- Material supplied
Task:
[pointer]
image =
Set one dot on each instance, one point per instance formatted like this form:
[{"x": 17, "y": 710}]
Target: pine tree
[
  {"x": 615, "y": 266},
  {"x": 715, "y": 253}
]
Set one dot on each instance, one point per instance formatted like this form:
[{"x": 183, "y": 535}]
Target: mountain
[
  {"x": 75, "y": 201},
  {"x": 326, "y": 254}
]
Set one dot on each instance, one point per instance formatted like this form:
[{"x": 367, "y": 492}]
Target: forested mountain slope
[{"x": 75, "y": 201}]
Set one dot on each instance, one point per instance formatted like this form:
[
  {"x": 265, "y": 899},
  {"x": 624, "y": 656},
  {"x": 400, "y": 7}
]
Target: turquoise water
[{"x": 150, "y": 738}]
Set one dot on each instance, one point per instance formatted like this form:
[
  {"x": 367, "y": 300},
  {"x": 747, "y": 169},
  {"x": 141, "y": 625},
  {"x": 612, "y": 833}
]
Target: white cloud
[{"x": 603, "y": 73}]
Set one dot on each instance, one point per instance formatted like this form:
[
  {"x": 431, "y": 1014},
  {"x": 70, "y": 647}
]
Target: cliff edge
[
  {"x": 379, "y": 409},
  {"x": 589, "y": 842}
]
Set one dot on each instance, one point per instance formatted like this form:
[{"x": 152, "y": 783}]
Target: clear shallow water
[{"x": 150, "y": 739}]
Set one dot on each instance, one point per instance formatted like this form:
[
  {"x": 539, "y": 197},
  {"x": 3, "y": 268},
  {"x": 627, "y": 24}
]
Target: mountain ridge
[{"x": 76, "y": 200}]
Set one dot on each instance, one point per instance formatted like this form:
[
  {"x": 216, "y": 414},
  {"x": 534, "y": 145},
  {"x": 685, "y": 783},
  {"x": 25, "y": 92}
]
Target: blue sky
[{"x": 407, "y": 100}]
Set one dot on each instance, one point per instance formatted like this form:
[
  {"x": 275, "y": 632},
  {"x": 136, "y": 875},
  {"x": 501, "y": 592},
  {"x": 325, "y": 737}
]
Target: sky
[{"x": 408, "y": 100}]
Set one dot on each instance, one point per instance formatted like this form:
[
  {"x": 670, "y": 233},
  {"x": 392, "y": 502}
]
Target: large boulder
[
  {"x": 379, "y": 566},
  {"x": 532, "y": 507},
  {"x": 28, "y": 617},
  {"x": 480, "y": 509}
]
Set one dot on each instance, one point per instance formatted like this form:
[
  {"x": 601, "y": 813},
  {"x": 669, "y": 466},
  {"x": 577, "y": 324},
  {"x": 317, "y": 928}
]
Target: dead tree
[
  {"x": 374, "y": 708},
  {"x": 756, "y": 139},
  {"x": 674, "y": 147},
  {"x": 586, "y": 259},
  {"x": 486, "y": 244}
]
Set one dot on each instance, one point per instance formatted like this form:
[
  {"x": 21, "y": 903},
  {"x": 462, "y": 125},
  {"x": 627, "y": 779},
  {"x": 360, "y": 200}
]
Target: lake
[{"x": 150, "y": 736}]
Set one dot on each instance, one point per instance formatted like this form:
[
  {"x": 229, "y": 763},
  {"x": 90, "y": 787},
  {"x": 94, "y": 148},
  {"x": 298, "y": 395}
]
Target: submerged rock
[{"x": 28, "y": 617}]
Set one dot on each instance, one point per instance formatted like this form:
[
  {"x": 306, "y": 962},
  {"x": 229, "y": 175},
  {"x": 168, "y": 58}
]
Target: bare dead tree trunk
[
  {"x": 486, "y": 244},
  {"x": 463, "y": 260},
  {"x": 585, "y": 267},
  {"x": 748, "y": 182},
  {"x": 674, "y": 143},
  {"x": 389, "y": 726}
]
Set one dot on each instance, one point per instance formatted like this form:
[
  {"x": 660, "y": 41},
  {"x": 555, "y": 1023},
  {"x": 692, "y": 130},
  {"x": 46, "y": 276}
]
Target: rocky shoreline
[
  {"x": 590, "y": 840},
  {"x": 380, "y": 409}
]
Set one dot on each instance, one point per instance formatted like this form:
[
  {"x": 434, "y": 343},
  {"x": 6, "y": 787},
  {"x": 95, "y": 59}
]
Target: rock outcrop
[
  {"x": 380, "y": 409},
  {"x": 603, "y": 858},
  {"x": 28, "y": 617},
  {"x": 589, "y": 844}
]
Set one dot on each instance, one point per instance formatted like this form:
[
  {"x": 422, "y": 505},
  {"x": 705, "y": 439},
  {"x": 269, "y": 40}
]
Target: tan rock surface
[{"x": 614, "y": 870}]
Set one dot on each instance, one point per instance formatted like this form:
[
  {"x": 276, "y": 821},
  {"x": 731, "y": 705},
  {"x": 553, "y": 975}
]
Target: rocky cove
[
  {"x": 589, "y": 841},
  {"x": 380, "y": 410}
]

- Written instruction
Which lines of the material above contain the word "water", with case counting? Show each of those lines in full.

- Solved problem
Target: turquoise water
Target: clear shallow water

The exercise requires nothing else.